TEXTO FORNECIDO:
════

Nicolau Maquiavel (1532) em “O Príncipe” disserta sobre a postura ideal de um governante visando sua permanência no poder. Para o autor, há momentos em que o soberano é levado a escolher entre ser amado ou ser temido, nestas situações a escolha deve ser temido, pois sem temor o governante perde o respeito dos seus governados e, portanto, as condições de governabilidade. Já Weber (1919) em “Política como Vocação” discorre que um homem público é guiado por duas éticas e em alguns momentos a ética da responsabilidade se opõe a ética da convicção, o que leva o governante a escolher entre o que ele gostaria de fazer ou o que ele deve fazer pela imposição das circunstâncias.
Neste contexto, o governo Bolsonaro ao completar 16 meses agoniza fruto de uma impressionante sequência de erros. Em um momento em que o mundo luta contra uma crise sanitária que causará inevitavelmente uma crise econômica, as condições de governabilidade no Brasil estão se esvaziando fruto do apego excessivo à ética da convicção, isto é, os valores e crenças pessoais que guiam as ações do Presidente da República o colocando em oposição frontal à ética da responsabilidade, ou seja, às medidas recomendadas pelo melhor conhecimento disponível que propõem o isolamento social temporário como forma mais eficiente de se lidar com a crise sanitária.

════

INFORMAÇÕES FORNECIDAS:
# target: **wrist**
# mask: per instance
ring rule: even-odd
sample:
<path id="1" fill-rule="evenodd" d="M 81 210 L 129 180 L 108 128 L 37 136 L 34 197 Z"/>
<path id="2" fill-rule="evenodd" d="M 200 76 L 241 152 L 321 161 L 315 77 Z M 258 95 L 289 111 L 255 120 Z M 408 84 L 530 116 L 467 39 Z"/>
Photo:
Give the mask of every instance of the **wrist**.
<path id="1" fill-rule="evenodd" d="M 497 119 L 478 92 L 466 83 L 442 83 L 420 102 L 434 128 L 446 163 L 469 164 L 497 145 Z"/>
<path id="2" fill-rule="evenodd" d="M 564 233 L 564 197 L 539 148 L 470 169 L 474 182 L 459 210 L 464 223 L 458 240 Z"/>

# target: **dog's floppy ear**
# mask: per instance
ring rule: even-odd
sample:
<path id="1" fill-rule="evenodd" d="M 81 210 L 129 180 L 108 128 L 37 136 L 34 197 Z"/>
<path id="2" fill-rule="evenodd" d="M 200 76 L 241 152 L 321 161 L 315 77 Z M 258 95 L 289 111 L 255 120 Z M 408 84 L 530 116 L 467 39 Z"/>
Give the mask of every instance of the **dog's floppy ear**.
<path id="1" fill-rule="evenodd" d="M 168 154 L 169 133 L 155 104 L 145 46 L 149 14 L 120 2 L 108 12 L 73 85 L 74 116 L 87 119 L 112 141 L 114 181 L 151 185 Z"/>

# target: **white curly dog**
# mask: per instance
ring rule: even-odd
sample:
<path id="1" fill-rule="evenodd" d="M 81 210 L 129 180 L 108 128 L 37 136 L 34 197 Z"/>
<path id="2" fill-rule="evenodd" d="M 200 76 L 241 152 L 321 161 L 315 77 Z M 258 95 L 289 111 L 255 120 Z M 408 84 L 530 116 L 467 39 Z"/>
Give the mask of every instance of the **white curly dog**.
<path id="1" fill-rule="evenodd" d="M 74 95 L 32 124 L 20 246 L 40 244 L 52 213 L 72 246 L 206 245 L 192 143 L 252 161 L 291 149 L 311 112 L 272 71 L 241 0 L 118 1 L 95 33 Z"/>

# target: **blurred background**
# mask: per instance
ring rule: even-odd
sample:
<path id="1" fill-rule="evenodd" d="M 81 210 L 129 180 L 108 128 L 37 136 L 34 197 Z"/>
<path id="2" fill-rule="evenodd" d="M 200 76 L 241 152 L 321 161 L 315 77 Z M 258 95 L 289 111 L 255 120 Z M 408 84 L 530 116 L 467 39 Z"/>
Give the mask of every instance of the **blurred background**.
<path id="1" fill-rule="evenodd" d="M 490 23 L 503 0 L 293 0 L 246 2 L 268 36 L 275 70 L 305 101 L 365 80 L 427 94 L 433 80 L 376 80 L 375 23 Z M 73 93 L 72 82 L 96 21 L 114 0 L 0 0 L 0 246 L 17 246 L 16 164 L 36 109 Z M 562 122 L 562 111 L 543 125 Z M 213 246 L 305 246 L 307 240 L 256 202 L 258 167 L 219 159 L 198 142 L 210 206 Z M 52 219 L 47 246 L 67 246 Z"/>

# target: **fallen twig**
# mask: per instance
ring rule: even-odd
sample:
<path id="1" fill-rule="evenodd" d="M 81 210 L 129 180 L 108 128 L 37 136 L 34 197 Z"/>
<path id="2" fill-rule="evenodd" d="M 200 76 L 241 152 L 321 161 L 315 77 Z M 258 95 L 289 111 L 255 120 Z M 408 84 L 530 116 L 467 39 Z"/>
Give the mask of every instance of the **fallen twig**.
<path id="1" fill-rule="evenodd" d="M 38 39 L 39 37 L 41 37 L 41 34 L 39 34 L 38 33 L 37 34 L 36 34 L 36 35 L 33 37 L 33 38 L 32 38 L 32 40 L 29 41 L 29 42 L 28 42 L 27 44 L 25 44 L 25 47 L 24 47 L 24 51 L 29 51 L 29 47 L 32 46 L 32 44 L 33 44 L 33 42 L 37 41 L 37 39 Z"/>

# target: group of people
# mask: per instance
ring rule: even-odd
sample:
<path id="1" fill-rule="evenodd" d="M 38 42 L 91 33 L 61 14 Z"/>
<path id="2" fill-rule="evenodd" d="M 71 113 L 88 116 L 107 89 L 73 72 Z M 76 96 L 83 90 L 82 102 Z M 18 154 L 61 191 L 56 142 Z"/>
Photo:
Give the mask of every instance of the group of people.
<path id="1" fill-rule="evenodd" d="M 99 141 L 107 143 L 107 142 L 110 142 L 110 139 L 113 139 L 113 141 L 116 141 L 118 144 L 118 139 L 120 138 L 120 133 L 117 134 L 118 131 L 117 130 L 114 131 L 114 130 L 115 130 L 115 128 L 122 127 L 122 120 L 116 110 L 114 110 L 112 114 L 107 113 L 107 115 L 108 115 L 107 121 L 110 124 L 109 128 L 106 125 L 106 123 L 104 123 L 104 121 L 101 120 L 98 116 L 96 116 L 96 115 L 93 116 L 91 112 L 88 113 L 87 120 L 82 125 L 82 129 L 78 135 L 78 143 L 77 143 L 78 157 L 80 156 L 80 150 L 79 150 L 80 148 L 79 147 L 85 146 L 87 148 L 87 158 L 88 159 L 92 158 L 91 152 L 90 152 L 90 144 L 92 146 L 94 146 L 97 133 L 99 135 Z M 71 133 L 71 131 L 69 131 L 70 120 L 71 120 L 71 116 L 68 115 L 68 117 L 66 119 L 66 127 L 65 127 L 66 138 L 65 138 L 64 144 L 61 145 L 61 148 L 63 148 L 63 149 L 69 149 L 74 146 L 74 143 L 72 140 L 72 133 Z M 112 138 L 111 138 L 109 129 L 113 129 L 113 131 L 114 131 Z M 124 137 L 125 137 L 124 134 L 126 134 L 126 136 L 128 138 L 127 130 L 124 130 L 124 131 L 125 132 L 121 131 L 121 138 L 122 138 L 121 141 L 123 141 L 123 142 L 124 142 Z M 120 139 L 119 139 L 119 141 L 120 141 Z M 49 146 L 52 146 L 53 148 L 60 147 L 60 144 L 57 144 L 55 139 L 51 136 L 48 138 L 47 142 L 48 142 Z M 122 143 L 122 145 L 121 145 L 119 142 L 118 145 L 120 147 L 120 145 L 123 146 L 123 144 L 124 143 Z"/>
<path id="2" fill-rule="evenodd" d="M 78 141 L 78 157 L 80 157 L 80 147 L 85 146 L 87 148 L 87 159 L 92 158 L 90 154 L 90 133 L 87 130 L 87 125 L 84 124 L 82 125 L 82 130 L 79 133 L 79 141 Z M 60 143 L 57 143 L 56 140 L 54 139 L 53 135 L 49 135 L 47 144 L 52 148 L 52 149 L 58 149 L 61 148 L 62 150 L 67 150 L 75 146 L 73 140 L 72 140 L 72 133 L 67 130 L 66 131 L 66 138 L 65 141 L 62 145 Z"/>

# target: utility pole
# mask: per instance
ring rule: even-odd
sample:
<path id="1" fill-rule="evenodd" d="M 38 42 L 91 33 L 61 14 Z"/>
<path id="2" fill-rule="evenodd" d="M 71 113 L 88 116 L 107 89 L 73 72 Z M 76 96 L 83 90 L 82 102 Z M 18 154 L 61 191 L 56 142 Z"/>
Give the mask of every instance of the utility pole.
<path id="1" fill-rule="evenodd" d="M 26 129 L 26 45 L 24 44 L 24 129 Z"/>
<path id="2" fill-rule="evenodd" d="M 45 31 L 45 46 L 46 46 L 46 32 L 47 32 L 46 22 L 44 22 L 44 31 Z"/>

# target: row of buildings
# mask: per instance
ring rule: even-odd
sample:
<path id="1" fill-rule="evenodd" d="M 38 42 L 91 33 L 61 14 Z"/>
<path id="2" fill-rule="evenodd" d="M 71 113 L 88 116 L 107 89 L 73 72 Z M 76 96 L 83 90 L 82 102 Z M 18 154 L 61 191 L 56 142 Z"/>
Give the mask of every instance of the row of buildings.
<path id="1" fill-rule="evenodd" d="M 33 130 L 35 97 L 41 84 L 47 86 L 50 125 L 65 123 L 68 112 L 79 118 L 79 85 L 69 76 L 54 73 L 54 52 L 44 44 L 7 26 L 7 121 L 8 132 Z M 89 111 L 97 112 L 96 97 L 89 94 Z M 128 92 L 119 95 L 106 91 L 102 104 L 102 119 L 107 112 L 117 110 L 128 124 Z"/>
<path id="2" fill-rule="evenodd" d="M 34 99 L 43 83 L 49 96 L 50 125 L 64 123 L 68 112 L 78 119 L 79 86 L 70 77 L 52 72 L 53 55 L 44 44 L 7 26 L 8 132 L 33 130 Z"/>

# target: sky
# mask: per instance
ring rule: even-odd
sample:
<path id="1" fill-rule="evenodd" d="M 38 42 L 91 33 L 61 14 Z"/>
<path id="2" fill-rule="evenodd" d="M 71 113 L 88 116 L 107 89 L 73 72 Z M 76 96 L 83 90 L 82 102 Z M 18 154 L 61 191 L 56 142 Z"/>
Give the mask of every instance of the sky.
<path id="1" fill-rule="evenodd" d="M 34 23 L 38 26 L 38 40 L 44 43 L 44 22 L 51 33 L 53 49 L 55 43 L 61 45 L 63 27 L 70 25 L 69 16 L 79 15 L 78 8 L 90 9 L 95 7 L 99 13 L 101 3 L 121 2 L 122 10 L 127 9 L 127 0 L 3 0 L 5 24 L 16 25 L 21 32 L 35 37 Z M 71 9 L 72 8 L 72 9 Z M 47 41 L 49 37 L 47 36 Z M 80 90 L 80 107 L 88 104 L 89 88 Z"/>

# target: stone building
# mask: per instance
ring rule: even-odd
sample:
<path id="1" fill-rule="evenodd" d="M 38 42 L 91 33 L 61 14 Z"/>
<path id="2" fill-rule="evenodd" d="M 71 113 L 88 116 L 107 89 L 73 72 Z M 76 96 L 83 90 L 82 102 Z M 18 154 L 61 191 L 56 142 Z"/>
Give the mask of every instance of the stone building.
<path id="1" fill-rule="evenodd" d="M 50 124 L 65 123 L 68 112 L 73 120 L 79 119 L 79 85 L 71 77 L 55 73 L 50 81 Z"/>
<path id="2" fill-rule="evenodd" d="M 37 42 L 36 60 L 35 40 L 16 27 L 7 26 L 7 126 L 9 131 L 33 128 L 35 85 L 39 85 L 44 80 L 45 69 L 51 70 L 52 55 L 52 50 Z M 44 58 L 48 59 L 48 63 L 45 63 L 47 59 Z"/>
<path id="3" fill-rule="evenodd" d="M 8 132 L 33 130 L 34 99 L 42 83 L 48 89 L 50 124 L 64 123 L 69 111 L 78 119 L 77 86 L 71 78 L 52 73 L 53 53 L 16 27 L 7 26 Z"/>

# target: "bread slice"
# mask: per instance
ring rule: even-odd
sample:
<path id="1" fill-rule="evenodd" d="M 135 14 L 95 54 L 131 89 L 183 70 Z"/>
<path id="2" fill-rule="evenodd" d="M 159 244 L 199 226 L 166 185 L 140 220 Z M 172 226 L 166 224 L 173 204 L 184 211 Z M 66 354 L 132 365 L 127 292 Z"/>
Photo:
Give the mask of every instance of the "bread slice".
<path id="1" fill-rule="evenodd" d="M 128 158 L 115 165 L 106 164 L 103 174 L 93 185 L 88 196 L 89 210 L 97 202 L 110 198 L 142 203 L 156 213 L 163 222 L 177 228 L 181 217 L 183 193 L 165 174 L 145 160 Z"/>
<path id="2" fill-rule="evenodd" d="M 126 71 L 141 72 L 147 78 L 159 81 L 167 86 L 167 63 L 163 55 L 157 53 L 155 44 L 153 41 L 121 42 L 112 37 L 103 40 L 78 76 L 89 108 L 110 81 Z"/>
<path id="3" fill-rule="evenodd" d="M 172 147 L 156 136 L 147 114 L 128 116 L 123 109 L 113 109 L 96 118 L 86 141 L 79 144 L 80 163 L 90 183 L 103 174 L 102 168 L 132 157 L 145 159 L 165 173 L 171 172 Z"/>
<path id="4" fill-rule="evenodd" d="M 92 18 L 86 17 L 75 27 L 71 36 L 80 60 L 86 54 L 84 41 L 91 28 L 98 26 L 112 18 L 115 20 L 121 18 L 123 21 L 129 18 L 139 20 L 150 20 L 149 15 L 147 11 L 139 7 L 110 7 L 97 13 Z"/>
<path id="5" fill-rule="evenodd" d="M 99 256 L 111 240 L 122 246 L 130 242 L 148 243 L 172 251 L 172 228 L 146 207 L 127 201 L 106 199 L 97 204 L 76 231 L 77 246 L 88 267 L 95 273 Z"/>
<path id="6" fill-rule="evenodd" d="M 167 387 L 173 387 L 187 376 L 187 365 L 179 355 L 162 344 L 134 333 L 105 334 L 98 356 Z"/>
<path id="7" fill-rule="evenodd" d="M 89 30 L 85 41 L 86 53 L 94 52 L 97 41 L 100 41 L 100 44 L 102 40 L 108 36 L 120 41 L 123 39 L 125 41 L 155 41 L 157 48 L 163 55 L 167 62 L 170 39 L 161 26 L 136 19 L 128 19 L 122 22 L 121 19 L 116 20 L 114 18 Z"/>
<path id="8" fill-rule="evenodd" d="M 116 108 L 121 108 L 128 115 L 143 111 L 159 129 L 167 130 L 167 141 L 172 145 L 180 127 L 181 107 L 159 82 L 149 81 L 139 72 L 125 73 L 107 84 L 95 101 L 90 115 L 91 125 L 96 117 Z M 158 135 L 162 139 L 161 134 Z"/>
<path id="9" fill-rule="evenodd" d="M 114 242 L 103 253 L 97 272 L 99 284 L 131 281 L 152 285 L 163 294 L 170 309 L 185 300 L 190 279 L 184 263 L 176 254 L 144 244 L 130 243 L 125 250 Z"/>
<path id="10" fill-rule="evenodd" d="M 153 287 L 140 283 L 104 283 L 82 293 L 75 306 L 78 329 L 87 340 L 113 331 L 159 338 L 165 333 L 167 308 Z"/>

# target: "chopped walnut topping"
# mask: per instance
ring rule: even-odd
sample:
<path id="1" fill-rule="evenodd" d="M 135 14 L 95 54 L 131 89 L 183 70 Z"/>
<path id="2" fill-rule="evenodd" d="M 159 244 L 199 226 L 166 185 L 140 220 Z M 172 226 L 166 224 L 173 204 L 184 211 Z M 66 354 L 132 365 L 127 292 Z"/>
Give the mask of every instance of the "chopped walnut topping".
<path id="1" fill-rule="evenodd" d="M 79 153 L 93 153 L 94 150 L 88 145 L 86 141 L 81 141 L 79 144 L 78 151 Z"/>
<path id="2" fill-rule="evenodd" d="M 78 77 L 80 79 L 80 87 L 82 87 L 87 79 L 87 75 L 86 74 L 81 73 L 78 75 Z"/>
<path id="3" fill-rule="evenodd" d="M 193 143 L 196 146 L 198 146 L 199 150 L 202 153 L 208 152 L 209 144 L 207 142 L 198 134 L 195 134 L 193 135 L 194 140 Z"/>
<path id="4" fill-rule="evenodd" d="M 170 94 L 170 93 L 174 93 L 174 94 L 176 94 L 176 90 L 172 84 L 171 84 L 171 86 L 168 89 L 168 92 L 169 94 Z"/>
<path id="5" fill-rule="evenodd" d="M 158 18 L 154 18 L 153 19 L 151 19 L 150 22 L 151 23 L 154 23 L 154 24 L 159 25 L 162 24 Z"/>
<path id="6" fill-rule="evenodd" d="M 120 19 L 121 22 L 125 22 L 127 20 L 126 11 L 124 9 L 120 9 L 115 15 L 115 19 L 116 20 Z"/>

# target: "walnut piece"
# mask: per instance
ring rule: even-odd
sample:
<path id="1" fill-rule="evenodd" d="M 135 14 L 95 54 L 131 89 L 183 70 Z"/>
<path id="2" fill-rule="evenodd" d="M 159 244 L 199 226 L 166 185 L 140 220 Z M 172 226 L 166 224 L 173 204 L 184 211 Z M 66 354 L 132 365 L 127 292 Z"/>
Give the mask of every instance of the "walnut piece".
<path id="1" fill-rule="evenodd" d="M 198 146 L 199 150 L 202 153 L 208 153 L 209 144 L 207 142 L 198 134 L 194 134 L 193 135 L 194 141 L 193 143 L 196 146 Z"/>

════

INSTRUÇÕES DA TAREFA: Transcreva do texto sobre Maquiavel, Weber e o governo Bolsonaro tudo o que vai de "Neste contexto, o" até "a crise sanitária.", sem alterar nenhuma palavra.

RESPOSTA ESPERADA:
Neste contexto, o governo Bolsonaro ao completar 16 meses agoniza fruto de uma impressionante sequência de erros. Em um momento em que o mundo luta contra uma crise sanitária que causará inevitavelmente uma crise econômica, as condições de governabilidade no Brasil estão se esvaziando fruto do apego excessivo à ética da convicção, isto é, os valores e crenças pessoais que guiam as ações do Presidente da República o colocando em oposição frontal à ética da responsabilidade, ou seja, às medidas recomendadas pelo melhor conhecimento disponível que propõem o isolamento social temporário como forma mais eficiente de se lidar com a crise sanitária.